_Page excerpt:_
--- Begin ---

You want to see small-bodied candle as the Flag pattern forms.
It tells you that the sellers are not able to push the price lower, that's why the range of the candles are
quite small.
And the opposite is what we call a Bear Flag pattern.
Bearish Flag Pattern
If the price breaks down lower, there could be a possible set up to go short.
But again, we can talk about that later on.
The next pattern is what we call the Head and Shoulders pattern…
Head and Shoulders Pattern
This is a sign of weakness in the market, because if you think about this…
The price headed higher, retraces back lower, made another move higher, and then retraces back lower again.
But the second high did not reach the previous high which shows a sign of weakness.
It tells you that the buyers weren't as strong compared to the previous high and it now leans toward the area of support, otherwise known as a neckline.
And the opposite of this pattern is what we call the Inverse Head and Shoulders pattern.
Inverse Head and Shoulders Pattern
This pattern shows that the buyers are overall in control.
This is what we mean by the Inverse Head and Shoulders pattern.
With that said…
Let’s do a quick Summary
Quick Summary
- Chart patterns are a quick assessment of the strength, weakness, or equilibrium in the market
- Chart patterns are useful as an entry trigger and understanding the market condition
- Common chart patterns: Ascending Triangle, Flag Pattern, and Head & Shoulders
Now, let’s move on and talk about Indicators…
What is an Indicator
This is something that I know many of you are interested in.
So let me share with you what an indicator is about and what it is for…
- Indicators are a tool that takes historical data and applies a formula to it
- Indicators “Summarize” the market price action
- Indicators are useful as an entry trigger as well, identifying the area of value, and understanding market condition.
The reason why traders don't find success with indicators is that they don’t understand the purpose of it and they are using it in the wrong way.
But don’t worry.
Because I'm going to share with you the different types of indicators out there so that you would see indicators in a different light.
The first one is the Moving Average…
Moving Average – What is it?
A Moving Average is pretty much an indicator that summarizes past prices.
Sometimes when the price action in the market is choppy...
What the Moving Average does is that it smooths out past prices.
Let me share with you how the numbers of the indicator are derived.
For example, a 20-Moving Average.
What it does is that it adds up the value of the last 20 candles.
Let’s say the total value of the last 20 candles is $200…
You divide it by 20 (the period of the Moving Average) and you’ll have a value of $10.
The value of $10 will be plotted in your chart as one dot.
Now let’s say the 21st candle is formed…
The Moving Average would recalculate and look back the average price of the last 20 candles.
So, let’s say the total of the last 20 candles this time is $240.
Divide it by 20, and you get $12.
Back on your chart, there should be another dot plotted higher than the last dot, which is $10.
That’s how the Moving Average is calculated.
There are different ways to calculate it such as:
- Simple
- Exponential
- Weighted
It doesn’t matter…
But this is the concept behind the Moving Average even if there are a lot of variations to it.
Moving on, you can see that the black line is the 200-period Moving Average:
Next…
Moving Average – Trend Filter
Often, I get traders asking me…
“Hey Rayner, should I be buying, or selling?”
What you can do is to use the Moving Average as a trend filter!
It tells you whether you should be buying or selling.
You can see that the black line over here is the 200-day Moving Average:
It doesn’t matter whether you are using exponential, simple, weighted – It doesn’t matter, the concept is what matters.

--- End ---

_Exercise tasks:_
[1] From the trading tutorial, extract the passage from "It tells you that the sellers" to "to go short.".
[2] In the 20-period Moving Average example in the trading tutorial, why is the second dot plotted higher than the first? Answer in one to three sentences.
[3] Continue the trading tutorial on chart patterns and Moving Averages from its final sentence.
The listing that comes next has no connection to the trading tutorial above.

_Material:_
--- Begin ---

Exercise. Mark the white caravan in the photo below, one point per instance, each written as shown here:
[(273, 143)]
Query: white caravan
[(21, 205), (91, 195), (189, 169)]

--- End ---

_Results for the exercise:_
[1]
It tells you that the sellers are not able to push the price lower, that's why the range of the candles are
quite small.
And the opposite is what we call a Bear Flag pattern.
Bearish Flag Pattern
If the price breaks down lower, there could be a possible set up to go short.

[2] After the 21st candle forms, the last 20 candles total $240, and dividing by 20 gives $12. That value is higher than the earlier $10, which came from a $200 total divided by 20.

[3]
Right now, the price is above the 200-period Moving Average!
One general guideline is that…
When the price is above the 200-period Moving Average, stay in a long bias.
This means that the market is in a long-term uptrend and you want to be buying in this market condition.
Over here, I can identify a possible area of support where you can look to buy in this market condition:
You can see over here that the price is above the 200 MA:
What should you do?
You should only be looking for buying opportunities in this market condition.
Moving on…
Moving Average – Area of Value
For example, the market is in an uptrend:
And you are wondering, “when is the good time to buy?”
What you can do is to put on the 50-period Moving Average and see if the market tends to respect the Moving Average:
As you can see, the market clearly respects the 50-period Moving Average!
In the future, if the price comes back towards the 50-period Moving Average…
What you can do is, look to buy!
Because the price is in the area of value.
One simple way to enter the trade is that you can wait for the price closes back above the 50-period Moving Average.
Here are some previous entry triggers:
This is a very simple entry trigger to get on-board the trend if the Moving Average serves as an area of value.
Another example, the price tends to exceed the Moving Average and closes back above it:
The reason why I shared this is that there isn’t the best Moving Average out there.
You should expect that the price would come very close to it and reverse in your direction without you.
So, you have to handle the different situations that come along.
The next indicator that we’re going to talk about is the…
Average True Range – What is it?
The Average True Range Indicator is an indicator that measures the volatility in the market.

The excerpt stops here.